READING TEXT:
════════════════

Alex KlausDeveloper  |  Architect  |  Leader
RavenDB vs Cosmos DB
28 March 2020

RavenDB vs Cosmos DB

Selecting the right NoSQL document database

When it comes to choosing a platform for a new application there is a lot to consider at different levels. For the CTO or Architect the focus is on providing the required scale, resiliency, maintainability, elasticity. And all of it within a certain price range. For the developers, the preference goes to elegant solutions, well integrated with the preferred technology stack and with smooth (pain-free) development experience.

All these factors come into play for selecting the right document-oriented NoSQL database. And for ones using the .NET technology stack or Azure customers, the options may include Cosmos DB and RavenDB. Hope that the below comparison between the two popular NoSQL databases will help to make the decision.

The CTO/Architect point of view

The CTO/Architect

Ploughing your way through all the marketing buzzwords you can quickly determine that both databases have high performance, availability, fully managed and allow unlimited scaling (limited only by your budget). It means the devil is in the details.

Hosting

The hosting story for Cosmos DB is quite short – Azure only. In exchange it gives a very good integration with the Azure infrastructure.

RavenDB works on the three major cloud providers: AWS, Azure and Google Cloud (currently in beta). Also on Docker and as a service on Windows, Linux and MacOS (not to mention a Raspberry Pi option). Though, the cloud instance is managed independently from the cloud provider’s portal (at own RavenDB Cloud portal), which comes with independent authentication, billing and lack of native automation tools.

It all depends on what you value more – platform independence or Azure integration.

Pricing

RavenDB has a wide variety of options – a simple table for offline licenses and several pricing tiers for hosting in the cloud allowing some tweaking of the hardware (CPU cores and priority, RAM, storage). The cloud production tiers provide 3 options: Basic with a burstable instance and predefined CPU credits; Standard with pre-allocated resources dedicated to the cluster; Performance – a custom-tailored solution. Either way, at the end you get a flat price with minor extras like Internet traffic costs.

Cosmos DB pricing is monotonously based on provisioning throughput expressed in Request Units per second (RU/s) plus storage cost. The throughput can be shared across the whole database or be container-based (e.g. per collection, partitioning, table or graph). Keep in mind that the provisioned RU/s are used not only for reads and writes, but also for building indexes. Price optimisation is well documented and in spite of some complexity, it provides high flexibility in tuning the resources and applying changes any time through Cosmos DB’s REST API.

════════════════

DATASET:
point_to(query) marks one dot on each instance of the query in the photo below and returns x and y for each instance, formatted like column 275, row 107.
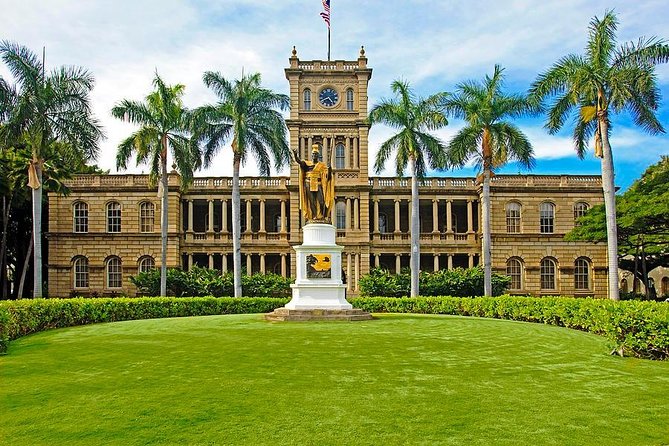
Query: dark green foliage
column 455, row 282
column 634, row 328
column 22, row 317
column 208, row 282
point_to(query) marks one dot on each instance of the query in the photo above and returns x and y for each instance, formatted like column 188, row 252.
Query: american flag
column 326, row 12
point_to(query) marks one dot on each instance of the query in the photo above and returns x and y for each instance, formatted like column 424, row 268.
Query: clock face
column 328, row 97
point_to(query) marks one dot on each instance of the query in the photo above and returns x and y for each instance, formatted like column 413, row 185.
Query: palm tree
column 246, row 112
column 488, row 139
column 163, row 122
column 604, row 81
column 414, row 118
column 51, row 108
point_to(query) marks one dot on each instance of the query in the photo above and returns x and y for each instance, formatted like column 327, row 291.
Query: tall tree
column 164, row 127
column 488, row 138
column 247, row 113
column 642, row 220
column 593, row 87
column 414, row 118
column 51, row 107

════════════════

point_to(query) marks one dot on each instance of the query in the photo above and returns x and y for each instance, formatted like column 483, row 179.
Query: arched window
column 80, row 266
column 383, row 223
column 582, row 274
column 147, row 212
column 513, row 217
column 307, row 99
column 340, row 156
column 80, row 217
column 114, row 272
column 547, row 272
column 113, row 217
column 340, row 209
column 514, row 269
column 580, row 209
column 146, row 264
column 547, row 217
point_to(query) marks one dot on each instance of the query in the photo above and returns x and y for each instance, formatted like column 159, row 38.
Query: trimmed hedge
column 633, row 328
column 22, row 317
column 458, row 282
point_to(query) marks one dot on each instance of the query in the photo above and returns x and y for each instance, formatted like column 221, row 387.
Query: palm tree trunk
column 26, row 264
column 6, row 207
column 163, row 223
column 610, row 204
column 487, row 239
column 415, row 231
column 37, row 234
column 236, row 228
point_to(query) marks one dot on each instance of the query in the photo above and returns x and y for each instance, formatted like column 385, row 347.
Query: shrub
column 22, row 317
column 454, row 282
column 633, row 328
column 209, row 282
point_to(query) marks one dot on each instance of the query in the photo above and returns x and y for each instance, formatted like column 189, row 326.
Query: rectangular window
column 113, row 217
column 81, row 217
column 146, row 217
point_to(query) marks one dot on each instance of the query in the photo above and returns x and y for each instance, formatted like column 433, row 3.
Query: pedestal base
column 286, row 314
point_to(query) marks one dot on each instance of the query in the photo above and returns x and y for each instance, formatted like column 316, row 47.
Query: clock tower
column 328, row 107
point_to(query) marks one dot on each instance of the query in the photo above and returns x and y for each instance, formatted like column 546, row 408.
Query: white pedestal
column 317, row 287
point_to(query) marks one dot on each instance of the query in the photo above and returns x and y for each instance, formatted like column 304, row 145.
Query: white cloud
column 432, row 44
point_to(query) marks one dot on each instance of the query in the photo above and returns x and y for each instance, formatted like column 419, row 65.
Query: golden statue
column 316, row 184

════════════════

COMPLETE THE FOLLOWING:
**1.** In the RavenDB vs Cosmos DB article, which cloud providers does RavenDB run on?
**2.** Pick up the RavenDB vs Cosmos DB comparison from its last sentence and keep writing.
The records have nothing to do with the text.

RESPONSES BY TASK:
**1.** AWS, Azure and Google Cloud, with Google Cloud currently in beta.

**2.**
Due to completely different approaches, it is hard to answer the main question – ”which one is cheaper?” Perhaps, we could compare Cosmos DB prices with RavenDB’s ‘Basic’ production tier, but it would highly depend on the database design, which can be completely different between the two vendors to gain performance/price benefits. Subjectively, the overall cost would be on par between the two. Cosmos DB gives many options for cost optimisation, but all price benefits can be overturned by the development costs of balancing the containers (more on this later) and some automation for dynamically changing the throughput.

Free options

Good news is that both vendors give something for free.

RavenDB has a free Community license for using locally as a service with some minor constraints and it is absolutely sufficient for testing and development purposes. In addition, there is a very modest free cloud version on AWS (forgive its slowness, it’s free) and also an online testing environment to quickly fiddle with a DB, that would get scraped overnight.

Cosmos DB gives a free 30-day trial to start in the cloud. As for local development/testing, they’ve got a free Azure Cosmos DB local emulator to run on Windows (no Linux/MacOS) without creating an Azure subscription. Though it has some limitations (like not all consistency levels) it’s a good way to spin off a local environment for developers. Alternatively, there is a free cloud version with 400 RU/s and 5 GB of storage.

Security

RavenDB provides a standard set including a certificate-based authentication, database encryption, permissions, audit, IP firewall, etc. When Cosmos DB has a bit more enhanced set, adding more granular user permissions, geo-fencing and role-based access control integrated with Active Directory.

I would question a necessity in so advanced permission settings and other security measures at the database level in the age of microservices. It is common practice of having one database per one bounded context accessible only via one application/service (again, one per bounded context). So, the database would allow connection from the single source only and the authorisation/authentication concerns would be delegated to the app… But in case you need advanced settings, use Cosmos DB.

Backups & Replication

When it comes to backups, RavenDB does what you need – full and incremental backups, on schedule and on demand, and a straightforward restoration procedure (link). The DB administrator is in full control of the backups (including location and retention time) and can restore the DB to a previous point in time by a single click. It ticks all the boxes of the usual requirements.

But Cosmos DB does it … differently. It hides away the backups and does it automatically every 4 hours, but only the latest 2 backups are stored. To restore, ”you should contact Azure support within 8 hours so that the Azure Cosmos DB team can help you restore the data from the backups”… Why?!! It may satisfy some amateur users, but for enterprise it sounds less than optimal.

There are two additional options to manage your own backups, but they come with various constraints and can be considered rather as a workaround than the traditional backup/restore solution.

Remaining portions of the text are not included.